PROBLEM TO WORK ON —
Word for word, repeat every entry that appears below.

DATA RECORDS —
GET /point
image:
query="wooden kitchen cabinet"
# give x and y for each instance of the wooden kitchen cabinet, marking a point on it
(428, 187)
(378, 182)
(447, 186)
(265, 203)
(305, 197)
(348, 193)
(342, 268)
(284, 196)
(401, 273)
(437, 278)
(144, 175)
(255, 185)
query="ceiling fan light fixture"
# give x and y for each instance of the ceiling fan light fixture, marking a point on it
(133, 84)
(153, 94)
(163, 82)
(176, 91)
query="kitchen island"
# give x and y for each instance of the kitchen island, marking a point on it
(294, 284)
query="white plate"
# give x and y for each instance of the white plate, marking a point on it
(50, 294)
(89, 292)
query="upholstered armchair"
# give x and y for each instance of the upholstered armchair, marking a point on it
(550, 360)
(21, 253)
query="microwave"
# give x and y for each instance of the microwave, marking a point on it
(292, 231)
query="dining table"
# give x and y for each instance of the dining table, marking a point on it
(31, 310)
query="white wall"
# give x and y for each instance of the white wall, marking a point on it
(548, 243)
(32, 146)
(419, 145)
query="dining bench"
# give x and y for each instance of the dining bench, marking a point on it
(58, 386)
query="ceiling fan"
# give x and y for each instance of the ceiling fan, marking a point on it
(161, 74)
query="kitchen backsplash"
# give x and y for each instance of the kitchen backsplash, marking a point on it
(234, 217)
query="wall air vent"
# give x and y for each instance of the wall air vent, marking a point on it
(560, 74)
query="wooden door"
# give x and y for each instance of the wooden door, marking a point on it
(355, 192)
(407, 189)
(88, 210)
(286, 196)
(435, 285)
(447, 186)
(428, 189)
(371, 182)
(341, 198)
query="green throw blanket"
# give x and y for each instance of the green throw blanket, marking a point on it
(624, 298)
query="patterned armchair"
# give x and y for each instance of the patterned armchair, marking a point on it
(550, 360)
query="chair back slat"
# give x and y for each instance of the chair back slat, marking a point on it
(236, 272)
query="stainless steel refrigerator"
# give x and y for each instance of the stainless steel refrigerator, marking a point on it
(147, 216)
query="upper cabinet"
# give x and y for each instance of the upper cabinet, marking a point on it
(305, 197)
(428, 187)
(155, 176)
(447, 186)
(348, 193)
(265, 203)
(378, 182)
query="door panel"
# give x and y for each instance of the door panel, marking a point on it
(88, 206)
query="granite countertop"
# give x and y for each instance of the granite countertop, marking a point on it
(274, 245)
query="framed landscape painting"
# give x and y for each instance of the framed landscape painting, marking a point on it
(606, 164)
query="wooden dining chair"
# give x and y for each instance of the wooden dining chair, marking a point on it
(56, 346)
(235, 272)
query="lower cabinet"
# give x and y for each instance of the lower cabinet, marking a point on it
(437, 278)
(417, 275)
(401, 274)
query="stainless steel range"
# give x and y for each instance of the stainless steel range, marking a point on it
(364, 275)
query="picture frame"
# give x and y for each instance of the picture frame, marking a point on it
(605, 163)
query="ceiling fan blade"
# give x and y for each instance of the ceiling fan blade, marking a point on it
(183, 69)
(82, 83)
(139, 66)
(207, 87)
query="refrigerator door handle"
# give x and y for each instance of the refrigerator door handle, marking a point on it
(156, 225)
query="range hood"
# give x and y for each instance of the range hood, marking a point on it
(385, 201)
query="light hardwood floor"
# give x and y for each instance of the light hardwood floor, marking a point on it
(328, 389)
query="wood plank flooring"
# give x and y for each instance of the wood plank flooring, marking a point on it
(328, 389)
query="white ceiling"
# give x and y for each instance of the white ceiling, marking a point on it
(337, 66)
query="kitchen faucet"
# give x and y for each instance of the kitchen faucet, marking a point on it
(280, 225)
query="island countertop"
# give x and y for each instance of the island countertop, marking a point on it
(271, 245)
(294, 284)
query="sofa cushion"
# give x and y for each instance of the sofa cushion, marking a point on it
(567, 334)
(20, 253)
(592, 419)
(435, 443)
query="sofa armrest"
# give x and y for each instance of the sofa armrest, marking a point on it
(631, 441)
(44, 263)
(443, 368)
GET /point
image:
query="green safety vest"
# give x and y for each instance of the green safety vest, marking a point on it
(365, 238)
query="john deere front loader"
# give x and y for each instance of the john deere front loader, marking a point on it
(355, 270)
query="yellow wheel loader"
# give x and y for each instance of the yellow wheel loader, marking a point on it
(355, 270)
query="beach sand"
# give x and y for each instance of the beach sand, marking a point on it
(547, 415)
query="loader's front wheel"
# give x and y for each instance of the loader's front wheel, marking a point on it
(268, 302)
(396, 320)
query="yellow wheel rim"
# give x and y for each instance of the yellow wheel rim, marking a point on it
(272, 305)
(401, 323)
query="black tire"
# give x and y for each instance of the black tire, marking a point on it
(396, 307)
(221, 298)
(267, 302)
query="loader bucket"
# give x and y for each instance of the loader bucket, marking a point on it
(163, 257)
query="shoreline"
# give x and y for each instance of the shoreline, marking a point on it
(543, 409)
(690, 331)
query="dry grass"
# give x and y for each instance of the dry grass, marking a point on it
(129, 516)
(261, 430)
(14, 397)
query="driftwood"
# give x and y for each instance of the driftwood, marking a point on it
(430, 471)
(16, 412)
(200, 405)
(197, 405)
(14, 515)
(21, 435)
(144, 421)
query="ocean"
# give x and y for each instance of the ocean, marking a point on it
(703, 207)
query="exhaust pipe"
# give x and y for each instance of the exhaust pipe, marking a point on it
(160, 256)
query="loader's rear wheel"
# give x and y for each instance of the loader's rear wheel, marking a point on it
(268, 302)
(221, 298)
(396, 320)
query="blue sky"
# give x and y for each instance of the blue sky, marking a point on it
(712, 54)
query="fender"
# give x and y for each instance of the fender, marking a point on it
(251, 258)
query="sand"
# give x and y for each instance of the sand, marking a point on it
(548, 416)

ANSWER BOX —
GET /point
image:
query="wooden kitchen cabinet"
# give x and y for each instance of the wooden kitchen cabinet, marking a point on it
(428, 187)
(378, 182)
(447, 186)
(265, 203)
(305, 197)
(348, 193)
(342, 268)
(284, 196)
(401, 273)
(437, 278)
(144, 175)
(255, 185)
query="ceiling fan light fixture"
# give x and y for each instance of the ceiling fan light fixture, marking a point on it
(133, 84)
(153, 94)
(163, 82)
(176, 91)
query="kitchen island"
# give x and y for each instance of the kitchen island, marking a point on it
(294, 284)
query="white plate"
# give x and y for each instance of the white plate, marking a point on it
(50, 294)
(89, 292)
query="upholstered armchair"
# give x and y for each instance of the upholstered armchair, marking a point on it
(550, 360)
(21, 253)
query="microwave"
# give x and y for each instance of the microwave, marking a point on it
(292, 231)
query="dining table"
# give x and y for each instance of the dining table, marking a point on it
(31, 310)
query="white wall"
# give x and y for each instance of the white wall, marking a point on it
(548, 243)
(32, 146)
(419, 145)
query="dining bench"
# give x and y for each instance of the dining bench, marking a point on it
(58, 386)
query="ceiling fan"
# give x and y for each instance of the ceiling fan, marking a point on it
(161, 74)
query="kitchen backsplash"
# give x and y for each instance of the kitchen backsplash, marking a point on it
(234, 217)
query="wall air vent"
# give x and y for each instance of the wall air vent, marking a point on it
(560, 74)
query="wooden door"
# give x and y for each instance of the wooden door, marking a point on it
(355, 192)
(407, 189)
(88, 210)
(286, 196)
(435, 285)
(447, 186)
(428, 189)
(371, 182)
(341, 198)
query="green throw blanket"
# give x and y for each instance of the green throw blanket, marking a point on it
(624, 298)
query="patterned armchair"
# give x and y for each instance of the patterned armchair, marking a point on it
(550, 360)
query="chair back slat"
# give x and y for each instance of the chair back slat, marking a point on it
(236, 272)
query="stainless steel refrigerator"
# give x and y for each instance of the stainless steel refrigerator, marking a point on it
(147, 216)
query="upper cabinet"
# give x and y for each instance of the upper cabinet, marking a point on it
(305, 197)
(428, 187)
(155, 176)
(447, 186)
(348, 193)
(265, 203)
(378, 182)
query="door panel"
# give x and y for each instance of the door panel, marking a point on it
(88, 206)
query="granite countertop"
# give x and y for each instance of the granite countertop, marking a point on it
(274, 245)
query="framed landscape painting"
# give x and y for each instance of the framed landscape painting, marking a point on it
(606, 164)
query="wooden dining chair"
# give x and y for each instance of the wooden dining chair, marking a point on it
(56, 346)
(235, 272)
query="lower cabinet"
# give x and y for each instance of the lower cabinet, marking a point on it
(437, 278)
(417, 275)
(401, 274)
query="stainless steel range"
# give x and y for each instance of the stainless steel range, marking a point on it
(364, 275)
query="picture frame"
# give x and y for each instance of the picture frame, marking a point on it
(605, 163)
query="ceiling fan blade"
# give x and y for each instance of the ceiling fan blade, marking a point on it
(183, 69)
(82, 83)
(139, 66)
(207, 87)
query="refrigerator door handle"
# give x and y for each instance of the refrigerator door handle, marking a point on it
(156, 225)
query="range hood"
# give x and y for each instance of the range hood, marking a point on it
(385, 201)
query="light hardwood floor"
# give x and y for each instance of the light hardwood floor, marking a point on it
(328, 389)
query="wood plank flooring"
# give x and y for each instance of the wood plank flooring, marking a point on it
(328, 389)
query="white ceiling"
# give x and y for each instance of the white ceiling, marking a point on it
(337, 66)
query="kitchen faucet"
# give x and y for each instance of the kitchen faucet, marking a point on it
(280, 225)
query="island countertop"
# give x and y for each instance of the island countertop, marking a point on it
(271, 245)
(294, 284)
query="sofa cushion"
# give x and y for each instance of the sofa cushion, marking a point on it
(567, 334)
(20, 253)
(592, 419)
(435, 443)
query="sofa armrest"
# give x and y for each instance of the sofa armrest, marking a point on it
(631, 441)
(44, 263)
(443, 368)
GET /point
image:
query="green safety vest"
# give x and y for each instance of the green safety vest, marking a point on it
(365, 238)
query="john deere front loader"
# give x and y for each instance of the john deere front loader, marking a point on it
(355, 270)
query="yellow wheel loader"
# give x and y for each instance of the yellow wheel loader, marking a point on it
(355, 270)
query="beach sand"
# give x and y for each instance of the beach sand, marking a point on it
(547, 415)
query="loader's front wheel"
# give x and y for each instance of the loader's front wheel, marking a point on it
(268, 302)
(396, 320)
query="yellow wheel rim"
# give x and y for each instance of the yellow wheel rim, marking a point on it
(272, 305)
(401, 323)
query="black tire"
# give x and y for each instance of the black tire, marking a point on it
(396, 307)
(221, 298)
(267, 302)
query="loader bucket"
# give x and y for each instance of the loader bucket, marking a point on it
(163, 257)
query="shoreline"
# give x and y for each instance of the shoreline, marking a point on it
(543, 409)
(690, 331)
query="dry grass"
# give x and y for each instance of the dry grass, marking a point on it
(129, 516)
(261, 430)
(14, 397)
query="driftwood"
# give x and y for each instance of the driftwood, marking a point on it
(430, 471)
(16, 412)
(200, 405)
(197, 405)
(14, 515)
(21, 435)
(144, 421)
query="ocean"
# give x and y for each instance of the ocean, marking a point on it
(703, 207)
query="exhaust pipe"
# give x and y for each instance of the exhaust pipe, marking a point on it
(160, 256)
query="loader's rear wheel"
# give x and y for each instance of the loader's rear wheel, marking a point on it
(268, 302)
(221, 298)
(396, 320)
query="blue sky"
# give x and y for each instance of the blue sky, marking a point on it
(712, 54)
query="fender"
# give x and y for each instance of the fender, marking a point on it
(251, 258)
query="sand"
# give x and y for each instance of the sand, marking a point on it
(548, 416)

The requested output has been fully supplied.